▶ _GIVEN INSTRUCTION A_: Name every person in the film review who is identified by both a first and a last name.

Like Dorothy, the characters including Mo’s ex-lover (Dylan McDermott) and a bemused black maid (Charlaine Woodard) suffer through a tornado. But it doesn’t spin them into any magic kingdom. They simply wake up dazed again, in another unbearably unstructured day. What Almereyda has drawn here--with a mood that, except for its absence of zoom shots, irresistibly recalls the vaguely narcotized, real-surreal atmosphere of Robert Altman’s ‘70s films--is the dilemma of a family sunk in riches and without a clue what to do with them.

Setting the movie in Kansas--that flat land of pale skies, with its echoes of both Oz and “In Cold Blood”--heightens the surreality. It suggests the magic that won’t come, the terror that might. When William Burroughs shows up, taking target practice and then ruminating on an acquaintance who shot horses and died after trying to eat a clock, it’s a good sample of “Twister’s” humor: ultra-deadpan, a little mean: American Gothic with glazed eyes.

▶ _GIVEN INSTRUCTION B_: In the entries below, reproduce each line from the one containing "Target: framed painting" to the one containing "top-left (434, 316), bottom-right (467, 339)", including both of those lines.

▶ _RECORDS FOR THIS TASK_:
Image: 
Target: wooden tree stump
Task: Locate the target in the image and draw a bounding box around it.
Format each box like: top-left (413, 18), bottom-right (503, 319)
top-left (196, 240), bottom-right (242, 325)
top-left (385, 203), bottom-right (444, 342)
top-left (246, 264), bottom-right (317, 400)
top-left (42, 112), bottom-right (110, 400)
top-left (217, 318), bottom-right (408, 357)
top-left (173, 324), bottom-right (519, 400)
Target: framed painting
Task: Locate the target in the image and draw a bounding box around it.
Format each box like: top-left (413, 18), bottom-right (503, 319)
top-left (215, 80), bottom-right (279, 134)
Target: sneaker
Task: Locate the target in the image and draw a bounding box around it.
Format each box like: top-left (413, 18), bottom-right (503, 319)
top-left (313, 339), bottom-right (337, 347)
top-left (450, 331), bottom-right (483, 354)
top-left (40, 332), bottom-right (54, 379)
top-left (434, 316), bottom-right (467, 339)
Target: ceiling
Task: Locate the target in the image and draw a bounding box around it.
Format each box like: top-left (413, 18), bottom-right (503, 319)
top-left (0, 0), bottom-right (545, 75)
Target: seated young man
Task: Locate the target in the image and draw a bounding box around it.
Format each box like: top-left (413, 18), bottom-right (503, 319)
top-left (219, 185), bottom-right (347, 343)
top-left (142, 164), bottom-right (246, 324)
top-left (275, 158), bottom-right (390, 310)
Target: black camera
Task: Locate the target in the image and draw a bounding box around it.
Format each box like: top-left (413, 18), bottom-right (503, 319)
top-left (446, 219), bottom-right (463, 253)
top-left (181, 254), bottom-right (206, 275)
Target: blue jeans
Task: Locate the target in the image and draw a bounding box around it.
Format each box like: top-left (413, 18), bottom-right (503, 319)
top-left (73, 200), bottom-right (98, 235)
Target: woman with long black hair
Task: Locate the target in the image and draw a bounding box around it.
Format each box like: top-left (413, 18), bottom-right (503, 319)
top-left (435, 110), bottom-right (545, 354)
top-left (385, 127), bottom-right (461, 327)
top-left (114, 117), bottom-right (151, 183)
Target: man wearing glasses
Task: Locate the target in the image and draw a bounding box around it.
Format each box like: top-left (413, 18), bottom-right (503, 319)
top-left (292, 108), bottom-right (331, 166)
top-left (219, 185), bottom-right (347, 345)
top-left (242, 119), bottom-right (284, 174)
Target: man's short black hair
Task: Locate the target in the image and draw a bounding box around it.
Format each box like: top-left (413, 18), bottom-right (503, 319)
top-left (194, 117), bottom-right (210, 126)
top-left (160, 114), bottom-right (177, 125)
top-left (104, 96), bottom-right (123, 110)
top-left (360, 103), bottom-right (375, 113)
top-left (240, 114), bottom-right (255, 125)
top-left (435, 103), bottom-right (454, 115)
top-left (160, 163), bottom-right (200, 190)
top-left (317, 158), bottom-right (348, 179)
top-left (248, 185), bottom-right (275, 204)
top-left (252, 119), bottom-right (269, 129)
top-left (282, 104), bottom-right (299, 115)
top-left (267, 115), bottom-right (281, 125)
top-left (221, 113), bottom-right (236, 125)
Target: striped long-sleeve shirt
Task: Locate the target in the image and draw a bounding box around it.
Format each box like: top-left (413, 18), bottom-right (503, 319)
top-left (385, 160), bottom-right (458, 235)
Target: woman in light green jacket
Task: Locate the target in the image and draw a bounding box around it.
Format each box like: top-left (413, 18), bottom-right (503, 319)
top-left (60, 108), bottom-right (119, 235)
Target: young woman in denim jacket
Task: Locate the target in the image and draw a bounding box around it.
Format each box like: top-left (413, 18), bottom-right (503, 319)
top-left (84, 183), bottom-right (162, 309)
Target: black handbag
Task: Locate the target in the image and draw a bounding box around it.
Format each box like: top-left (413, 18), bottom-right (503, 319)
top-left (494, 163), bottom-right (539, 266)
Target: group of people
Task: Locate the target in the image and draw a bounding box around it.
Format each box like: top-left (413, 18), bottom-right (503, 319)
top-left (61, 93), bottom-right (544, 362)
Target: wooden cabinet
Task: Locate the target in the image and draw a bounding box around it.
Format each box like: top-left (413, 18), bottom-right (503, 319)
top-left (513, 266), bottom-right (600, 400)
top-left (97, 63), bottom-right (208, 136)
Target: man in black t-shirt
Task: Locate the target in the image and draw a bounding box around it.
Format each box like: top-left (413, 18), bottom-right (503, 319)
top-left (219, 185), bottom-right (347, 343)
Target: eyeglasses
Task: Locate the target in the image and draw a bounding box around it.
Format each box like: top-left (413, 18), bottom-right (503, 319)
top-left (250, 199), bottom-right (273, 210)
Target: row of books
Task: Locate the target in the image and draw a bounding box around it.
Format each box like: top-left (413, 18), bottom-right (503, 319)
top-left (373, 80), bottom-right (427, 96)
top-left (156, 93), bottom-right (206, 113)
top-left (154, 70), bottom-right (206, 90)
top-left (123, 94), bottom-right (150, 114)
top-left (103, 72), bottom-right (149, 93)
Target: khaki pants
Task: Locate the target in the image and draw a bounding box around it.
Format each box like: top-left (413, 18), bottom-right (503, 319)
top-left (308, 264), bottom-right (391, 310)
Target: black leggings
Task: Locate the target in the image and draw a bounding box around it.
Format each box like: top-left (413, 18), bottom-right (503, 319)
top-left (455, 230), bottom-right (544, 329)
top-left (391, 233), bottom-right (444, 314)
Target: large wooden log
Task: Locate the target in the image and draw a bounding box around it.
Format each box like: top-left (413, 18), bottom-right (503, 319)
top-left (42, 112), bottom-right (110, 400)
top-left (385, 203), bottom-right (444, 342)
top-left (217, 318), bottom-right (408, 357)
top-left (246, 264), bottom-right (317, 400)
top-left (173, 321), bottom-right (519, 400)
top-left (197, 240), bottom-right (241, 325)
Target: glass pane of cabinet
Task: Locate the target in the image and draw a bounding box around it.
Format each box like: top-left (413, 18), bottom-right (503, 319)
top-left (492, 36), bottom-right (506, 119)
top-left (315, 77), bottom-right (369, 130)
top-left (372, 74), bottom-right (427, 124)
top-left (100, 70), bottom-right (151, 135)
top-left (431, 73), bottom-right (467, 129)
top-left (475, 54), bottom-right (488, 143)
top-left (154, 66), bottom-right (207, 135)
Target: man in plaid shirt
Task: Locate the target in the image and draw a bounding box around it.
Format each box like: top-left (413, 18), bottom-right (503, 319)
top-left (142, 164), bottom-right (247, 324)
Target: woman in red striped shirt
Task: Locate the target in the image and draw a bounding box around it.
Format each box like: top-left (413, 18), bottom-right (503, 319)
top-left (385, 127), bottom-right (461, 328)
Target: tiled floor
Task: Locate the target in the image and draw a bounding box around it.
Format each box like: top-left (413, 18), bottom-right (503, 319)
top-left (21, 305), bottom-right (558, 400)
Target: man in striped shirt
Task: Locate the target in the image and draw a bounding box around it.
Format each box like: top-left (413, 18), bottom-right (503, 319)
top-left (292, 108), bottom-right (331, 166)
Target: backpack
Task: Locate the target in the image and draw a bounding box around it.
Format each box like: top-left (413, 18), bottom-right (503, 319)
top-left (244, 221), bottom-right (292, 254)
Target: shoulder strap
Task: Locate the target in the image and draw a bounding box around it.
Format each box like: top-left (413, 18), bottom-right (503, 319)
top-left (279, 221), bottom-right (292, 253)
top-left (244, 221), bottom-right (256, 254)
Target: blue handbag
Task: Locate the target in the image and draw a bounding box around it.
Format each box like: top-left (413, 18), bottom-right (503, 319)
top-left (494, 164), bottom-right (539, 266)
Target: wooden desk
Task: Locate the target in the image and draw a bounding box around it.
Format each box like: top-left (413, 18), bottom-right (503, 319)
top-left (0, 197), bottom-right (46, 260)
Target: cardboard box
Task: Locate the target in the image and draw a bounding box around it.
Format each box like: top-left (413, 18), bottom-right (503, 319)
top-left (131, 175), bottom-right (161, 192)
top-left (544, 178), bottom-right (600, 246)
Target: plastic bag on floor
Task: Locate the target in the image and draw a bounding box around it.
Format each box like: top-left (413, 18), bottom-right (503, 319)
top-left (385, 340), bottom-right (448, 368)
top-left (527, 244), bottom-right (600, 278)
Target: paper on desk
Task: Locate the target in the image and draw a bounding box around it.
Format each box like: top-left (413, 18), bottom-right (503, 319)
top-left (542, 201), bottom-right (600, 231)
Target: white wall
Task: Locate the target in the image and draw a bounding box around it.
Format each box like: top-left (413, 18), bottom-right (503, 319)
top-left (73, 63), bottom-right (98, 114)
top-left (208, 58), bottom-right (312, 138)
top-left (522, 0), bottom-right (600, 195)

▶ _RESULT A_: Dylan McDermott, Charlaine Woodard, Robert Altman, William Burroughs

▶ _RESULT B_:
Target: framed painting
Task: Locate the target in the image and draw a bounding box around it.
Format each box like: top-left (413, 18), bottom-right (503, 319)
top-left (215, 80), bottom-right (279, 134)
Target: sneaker
Task: Locate the target in the image and draw a bounding box around it.
Format each box like: top-left (413, 18), bottom-right (503, 319)
top-left (313, 339), bottom-right (337, 347)
top-left (450, 331), bottom-right (483, 354)
top-left (40, 332), bottom-right (54, 379)
top-left (434, 316), bottom-right (467, 339)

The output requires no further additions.